- _Excerpt provided_
The major routes through Athens are dominated by the smell of exhaust fumes and by noise. The Greek capital has about 4.5 million inhabitants, which is almost half of the whole population of Greece. At some distance from the bustle and racket, the specialist food shops of Green Farm and Green Post are to be found in the Marousi and Kifisias districts, pleasant locations in the north of Athens. What the two companies have in common is the fact that they were started by and are run by wholesalers.

 

Picture (can be enlargend by click): Green Farm in Athens

The number of specialist whole food shops with organic products constituting at least 80 % of their stock is estimated by experts to be about 200. Of these, 50-60 are certified organic, according to Alexandra Kiriazopoulou from the organic certification agency Dio. In addition, there are shops, mostly with fairly limited floor space, that keep a smaller proportion of organic products. About 80 of the 200 specialist shops are located in greater Athens. 'In the last two years in Greece, the market has grown by 35 % each year', Efthimis Tsibidis, managing director of Mediterranean Farm, is delighted to explain. This was, however, starting from a low level. The wholesaler Mediterranean Farm was founded in 2000, and in December 2000 the first three shops with the name Green Farm were opened. A new shop followed in 2001, another in 2002 and two more in 2003. At the end of November 2005 the eighth shop, with 180 m² of floor space, opened its doors. Except for one shop located in Patras, all the shops are in different parts of Athens. Tsibidis is of the opinion that the efforts to expand have reached a turning point, and two new shops will be opened in 2006. 'By 2008, we would like to have a total of 14 or 15, to include the second largest city in Greece, namely Thessaloniki, where another regional wholesale warehouse is planned.' At the moment he has a warehouse (1000 m²) and an office (270 m²) in Mandra Attiki in the west of Athens. 'We have nine different refrigeration units with varying temperature ranges for fresh produce,' Tsibidis explains, pleased with the recent doubling of refrigeration capacity. 'We have also bought a new site to the east of Athens, so that we hope we can build new, bigger facilities in the not too distant future.'

 

 

Whereas at the outset the turnover of the shops left a good deal to be desired, it has developed very positively in the meantime. Tsibidis is expecting an increase in turnover from 3.8 to 7.4 million Euros in 2005 for Mediterranean Farm. Of this, 35 % will come from the retail trade. By the end of 2006, the break-even point of the enterprise should have been reached. Each day, 1,300 customers enter the seven shops that had opened by the end of November - 200 per shop in round figures. It was also possible to increase the spend per customer, although this varies considerably according the location of the shops between 12 and 21 Euros. The proportion of fresh food in the total turnover is already 40 %, certainly lower than in Germany, but it indicates that the shops in Greece have already reached an advanced stage. The whole food trade in most countries begins with an easily managed dry range, with green and white fresh products that need refrigeration coming later.

- _Written problem_
In the text about organic food shops in Athens, what share of their stock must be organic for shops to count among the roughly 200 specialist whole food shops? The items are separate material and are not part of the text about organic food shops in Athens.

- _Dataset entries_

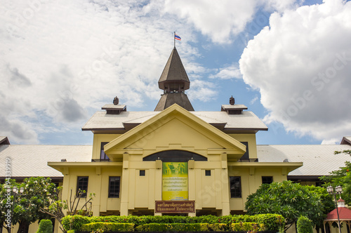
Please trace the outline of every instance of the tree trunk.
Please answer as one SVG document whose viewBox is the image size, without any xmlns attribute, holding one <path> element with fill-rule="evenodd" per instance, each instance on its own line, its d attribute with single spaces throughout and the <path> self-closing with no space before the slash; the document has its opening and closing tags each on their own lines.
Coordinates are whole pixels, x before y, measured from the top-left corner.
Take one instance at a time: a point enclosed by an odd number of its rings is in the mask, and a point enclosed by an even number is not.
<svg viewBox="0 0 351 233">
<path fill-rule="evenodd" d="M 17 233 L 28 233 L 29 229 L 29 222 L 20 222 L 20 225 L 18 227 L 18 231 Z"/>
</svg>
...
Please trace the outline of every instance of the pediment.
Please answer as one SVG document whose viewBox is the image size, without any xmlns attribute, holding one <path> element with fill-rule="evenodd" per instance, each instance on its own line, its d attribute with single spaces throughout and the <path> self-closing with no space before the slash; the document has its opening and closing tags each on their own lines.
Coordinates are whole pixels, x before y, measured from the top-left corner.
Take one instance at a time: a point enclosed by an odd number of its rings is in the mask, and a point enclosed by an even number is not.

- _The solution_
At least 80%.